» **THE PROBLEM**
What follows is a set of records; repeat them exactly, without the pictures.

::: MATERIAL FOR THE TASK :::

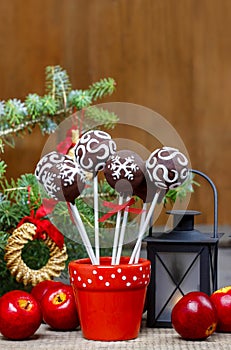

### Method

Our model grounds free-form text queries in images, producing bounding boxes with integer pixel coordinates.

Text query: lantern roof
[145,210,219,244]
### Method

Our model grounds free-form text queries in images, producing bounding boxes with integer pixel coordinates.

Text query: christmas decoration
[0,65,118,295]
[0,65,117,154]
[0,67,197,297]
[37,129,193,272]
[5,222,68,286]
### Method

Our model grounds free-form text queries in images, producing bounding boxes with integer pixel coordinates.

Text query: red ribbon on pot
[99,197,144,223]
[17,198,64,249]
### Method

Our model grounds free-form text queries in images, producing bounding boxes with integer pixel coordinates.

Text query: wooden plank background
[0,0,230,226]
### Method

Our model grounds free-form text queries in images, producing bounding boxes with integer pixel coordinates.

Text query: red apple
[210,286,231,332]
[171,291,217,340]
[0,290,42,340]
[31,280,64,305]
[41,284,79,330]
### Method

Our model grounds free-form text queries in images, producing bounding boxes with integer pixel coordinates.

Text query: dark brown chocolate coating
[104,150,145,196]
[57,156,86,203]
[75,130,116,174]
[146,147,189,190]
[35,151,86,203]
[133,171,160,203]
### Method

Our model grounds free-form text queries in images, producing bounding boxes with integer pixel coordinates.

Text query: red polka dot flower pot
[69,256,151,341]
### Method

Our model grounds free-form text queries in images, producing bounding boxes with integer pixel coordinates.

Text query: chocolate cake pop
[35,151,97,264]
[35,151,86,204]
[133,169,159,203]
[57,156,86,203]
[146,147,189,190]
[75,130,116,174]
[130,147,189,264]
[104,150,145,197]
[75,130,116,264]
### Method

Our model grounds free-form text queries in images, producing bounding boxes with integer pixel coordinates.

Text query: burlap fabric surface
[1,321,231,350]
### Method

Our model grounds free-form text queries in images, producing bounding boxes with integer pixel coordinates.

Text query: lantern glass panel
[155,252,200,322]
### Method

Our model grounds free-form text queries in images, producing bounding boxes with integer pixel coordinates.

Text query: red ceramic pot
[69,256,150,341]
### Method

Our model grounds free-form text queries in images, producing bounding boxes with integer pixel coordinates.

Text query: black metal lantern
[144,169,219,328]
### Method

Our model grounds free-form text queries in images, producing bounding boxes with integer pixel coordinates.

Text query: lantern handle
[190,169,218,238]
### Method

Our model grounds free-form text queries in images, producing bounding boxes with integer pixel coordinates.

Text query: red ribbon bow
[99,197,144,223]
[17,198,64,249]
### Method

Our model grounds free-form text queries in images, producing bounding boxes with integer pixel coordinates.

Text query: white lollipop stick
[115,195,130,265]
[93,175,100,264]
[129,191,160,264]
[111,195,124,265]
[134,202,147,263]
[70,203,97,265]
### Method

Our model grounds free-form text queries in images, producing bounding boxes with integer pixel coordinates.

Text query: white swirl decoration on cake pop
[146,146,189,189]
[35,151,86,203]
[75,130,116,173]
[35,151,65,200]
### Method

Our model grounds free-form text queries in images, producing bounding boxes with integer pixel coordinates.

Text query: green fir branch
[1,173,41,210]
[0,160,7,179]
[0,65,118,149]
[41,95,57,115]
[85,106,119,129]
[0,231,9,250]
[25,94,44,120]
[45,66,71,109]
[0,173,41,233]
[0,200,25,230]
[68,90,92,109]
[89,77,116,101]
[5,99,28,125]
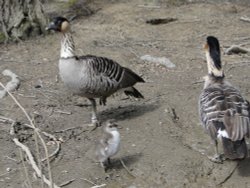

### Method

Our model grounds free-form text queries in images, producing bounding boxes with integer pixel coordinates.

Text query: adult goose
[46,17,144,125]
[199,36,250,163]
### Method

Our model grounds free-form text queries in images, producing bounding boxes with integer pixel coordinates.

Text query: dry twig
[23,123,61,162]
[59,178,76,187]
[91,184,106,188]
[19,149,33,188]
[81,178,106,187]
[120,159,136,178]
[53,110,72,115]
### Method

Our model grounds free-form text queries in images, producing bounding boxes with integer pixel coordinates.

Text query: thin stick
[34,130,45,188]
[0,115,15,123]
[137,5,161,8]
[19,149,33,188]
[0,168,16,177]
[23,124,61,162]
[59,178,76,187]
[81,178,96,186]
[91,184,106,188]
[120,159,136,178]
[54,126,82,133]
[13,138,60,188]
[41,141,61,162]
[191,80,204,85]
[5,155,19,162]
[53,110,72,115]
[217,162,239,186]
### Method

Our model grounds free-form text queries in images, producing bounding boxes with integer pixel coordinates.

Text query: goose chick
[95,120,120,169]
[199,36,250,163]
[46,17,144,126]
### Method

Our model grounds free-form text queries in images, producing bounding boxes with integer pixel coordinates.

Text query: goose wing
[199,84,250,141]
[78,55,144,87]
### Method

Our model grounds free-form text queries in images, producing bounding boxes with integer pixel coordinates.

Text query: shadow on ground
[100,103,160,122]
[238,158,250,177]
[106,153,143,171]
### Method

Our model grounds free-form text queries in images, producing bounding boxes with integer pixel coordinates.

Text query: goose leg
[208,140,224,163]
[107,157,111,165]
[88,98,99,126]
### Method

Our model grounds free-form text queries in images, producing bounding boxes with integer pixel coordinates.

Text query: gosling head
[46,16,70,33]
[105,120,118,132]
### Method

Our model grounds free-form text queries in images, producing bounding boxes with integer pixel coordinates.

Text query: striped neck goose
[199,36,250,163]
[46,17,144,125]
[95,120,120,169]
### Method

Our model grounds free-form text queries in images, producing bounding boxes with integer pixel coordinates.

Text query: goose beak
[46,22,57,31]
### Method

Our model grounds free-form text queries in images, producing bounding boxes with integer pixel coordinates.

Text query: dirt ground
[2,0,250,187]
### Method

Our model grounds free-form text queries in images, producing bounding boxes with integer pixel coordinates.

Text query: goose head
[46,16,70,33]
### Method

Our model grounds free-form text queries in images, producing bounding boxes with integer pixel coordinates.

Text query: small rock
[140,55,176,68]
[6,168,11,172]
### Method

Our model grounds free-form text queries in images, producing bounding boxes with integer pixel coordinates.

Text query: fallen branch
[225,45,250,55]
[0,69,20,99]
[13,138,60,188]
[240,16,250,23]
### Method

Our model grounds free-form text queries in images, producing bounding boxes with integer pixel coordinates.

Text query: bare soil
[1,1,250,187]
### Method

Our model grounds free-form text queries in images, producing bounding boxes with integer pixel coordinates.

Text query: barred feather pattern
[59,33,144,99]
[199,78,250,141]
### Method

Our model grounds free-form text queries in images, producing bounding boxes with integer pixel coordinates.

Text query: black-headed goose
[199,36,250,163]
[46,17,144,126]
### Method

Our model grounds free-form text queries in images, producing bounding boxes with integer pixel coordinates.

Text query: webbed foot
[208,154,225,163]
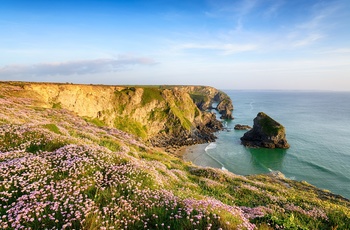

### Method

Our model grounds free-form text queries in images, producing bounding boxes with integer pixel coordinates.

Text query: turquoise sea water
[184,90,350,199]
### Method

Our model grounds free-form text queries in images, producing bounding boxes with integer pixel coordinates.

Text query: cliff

:::

» **ANSWER BOX**
### Method

Our model grounds free-form text queries in images, producing bounding boxes with integer pixel coordinates.

Text query: lantern roof
[145,210,219,244]
### Method

Our model grounds free-form text queries in images, producing bounding boxes with integer pixel coordinates.

Text query: christmas decoration
[0,65,118,295]
[0,65,117,154]
[0,67,197,297]
[37,129,193,272]
[5,222,68,286]
### Method

Our model grounds free-form text queries in images, producing bounding boxes with integer pixel coordinates.

Text query: red ribbon on pot
[99,197,144,223]
[17,198,64,249]
### Method

Our model grounds free-form text queries in images, producing bounding boxes with integer pixel coordinates.

Text query: wooden plank background
[0,0,230,226]
### Method

Our model grounds free-form text queries in images, producing bounding boxes with integer pixel coordinates.

Text query: red apple
[210,286,231,332]
[171,291,217,340]
[0,290,42,340]
[31,280,64,305]
[41,284,79,330]
### Method

Our model grounds free-form text queries in images, producing bounding boxes with integer pixel coordinates.

Text query: dark brown chocolate coating
[104,150,145,196]
[57,156,86,203]
[75,130,116,174]
[146,147,189,190]
[35,151,86,203]
[133,171,160,203]
### Method

Our model grounds free-form text queries in images, producing bounding boxes with integer pixel coordinates.

Text query: red polka dot flower pot
[69,256,151,341]
### Method

Our model grounds free-form text queries in images, producing bounding boxes with integer pixel coordinates.

Text query: chocolate cake pop
[35,151,97,264]
[35,151,86,204]
[133,169,159,203]
[57,156,86,203]
[146,147,189,190]
[75,130,116,174]
[130,147,189,264]
[104,150,145,197]
[75,130,116,264]
### Method

Our model grounds free-form text queries in images, producing bounding boxes with integer pixel coordinates.

Text query: burlap fabric surface
[1,321,231,350]
### Method

Our model grounds free-form text queries in images, producing bounding boxes with integer pixel coordinates.

Text query: lantern glass panel
[155,252,200,322]
### Method

Our model grounds free-form text queries in images, producing bounding boxes with integer pixel coordinates.

Text query: red ceramic pot
[69,256,150,341]
### Method

Our model grounds free-form text queries in images, producing bounding boxes with integer pixel coordinates.

Text query: black metal lantern
[144,169,219,328]
### Method

Our model grounds free-form text queries in images, producing bounding boxes with integer pixel coordinates.

Text query: lantern handle
[190,169,218,238]
### Method

Our model grounds free-form text queries in images, producing bounding boxes with integer pixel coordinates.

Text query: red ribbon bow
[99,197,144,223]
[17,198,64,249]
### Method

Our model grounds free-form text queries in images, producing bounding boxes with integer pixel coordinates.

Text query: white lollipop stick
[115,195,130,265]
[93,175,100,264]
[129,191,160,264]
[111,195,124,265]
[134,202,147,263]
[70,203,97,265]
### Method

Our model grounds free-form text queries in images, producing bounding boxes with integer pixel coordinates.

Text query: white swirl decoration on cake pop
[146,146,189,189]
[35,151,86,203]
[75,130,116,173]
[35,151,65,200]
### Method

Our model grounds free-form text queries in images, producing bounding boxes with integer pixel coordinates.

Text query: green fir branch
[1,173,41,210]
[0,160,7,179]
[0,65,118,149]
[41,95,57,115]
[85,106,119,129]
[0,231,9,250]
[25,94,44,120]
[45,66,71,109]
[0,173,41,233]
[0,200,25,230]
[68,90,92,109]
[89,77,116,101]
[5,99,28,125]

### Method

Our model grounds free-form text queries in images, producing bounding boxes with integer pixel coordinates.

Text query: adult goose
[46,17,144,125]
[199,36,250,163]
### Method

Our model grounds free-form text queries in images, producing bounding boxes with integer pixel coordinates.

Text query: dry twig
[23,123,61,162]
[59,178,76,187]
[91,184,106,188]
[19,149,33,188]
[81,178,106,187]
[120,159,136,178]
[53,110,72,115]
### Method

Our model grounds free-form text queries in images, producing bounding boxes with integer pixel coordinates.

Text query: thin stick
[34,130,45,188]
[0,115,15,123]
[137,5,161,8]
[19,149,33,188]
[0,168,16,177]
[23,124,61,162]
[59,178,76,187]
[81,178,96,186]
[91,184,106,188]
[120,159,136,178]
[54,126,82,133]
[13,138,60,188]
[41,141,61,162]
[191,80,204,85]
[5,155,19,162]
[53,110,72,115]
[217,162,239,186]
### Method

Our model grounds free-form text queries in images, producing bounding boxes with integer pixel coordinates.

Text query: goose chick
[95,120,120,169]
[199,36,250,163]
[46,17,144,126]
### Method

Our model grounds free-form text queries in images, producing bounding boxes with integer pixel coordinates.

Text query: goose wing
[199,84,250,141]
[78,55,144,87]
### Method

Our model grounds free-form text queries in images, producing bounding boxes with integer pixel coordinates.

Text query: shadow on ground
[100,103,160,122]
[238,158,250,177]
[106,153,143,171]
### Method

Our model grounds free-form text queries in images, producing bounding boxes with integer pixel coordinates.

Text query: goose leg
[208,140,224,163]
[107,157,111,165]
[88,98,99,126]
### Method

Our model grounds free-form text queries in images, producing bounding boxes with integer pixel coordinates.

Text query: gosling head
[46,16,70,33]
[105,120,118,132]
### Method

Our model grounds free-form text queries in images, producing bounding boxes with integer pixel coordinates.

Text query: striped neck goose
[199,36,250,163]
[46,17,144,125]
[95,120,120,169]
### Method

Our model grounds free-form text queries in images, producing bounding boxes with integer pixel coordinates.

Text query: goose beak
[46,22,57,31]
### Method

Our model grounds free-form text queries in images, producing bounding boxes with integer pixel coordinates.

Text query: dirt ground
[2,0,250,187]
### Method

Our model grounds free-form text queries in images, producing bounding boxes with integer pixel coordinates.

Text query: goose head
[46,16,70,33]
### Method

Our model grounds free-form text queries in images, producing bounding boxes with integer pixel coordinates.

Text query: small rock
[140,55,176,68]
[6,168,11,172]
### Method

Our model grounds free-form text queries in images, producing bounding boxes with integer pixel coordinates.

Text query: fallen branch
[225,45,250,55]
[0,69,20,99]
[13,138,60,188]
[240,16,250,23]
### Method

Our model grounds free-form text queries in images, producing bounding boxes with integer pixel coordinates.

Text query: bare soil
[1,1,250,187]
### Method

Our model grounds free-form text queries in images, producing bounding boxes with integer pixel coordinates.

Text query: barred feather pattern
[59,33,144,99]
[199,78,250,141]
### Method

Our model grounds free-form text queries in images, producing bounding boxes with integer pixel coordinates.

Text query: black-headed goose
[199,36,250,163]
[46,17,144,126]
### Method

Our model grounds free-form text queries in images, producing bounding boxes with integer pixel coordinates.

Text query: webbed foot
[208,154,225,163]

### Method

Our model grounds free-form text queries in images, producing bounding boxes with integer pixel coordinates.

Text query: turquoise sea water
[184,90,350,199]
### Method

Our model grounds free-form text queries in images, producing bounding boxes with integer pixel coordinates.

Text query: cliff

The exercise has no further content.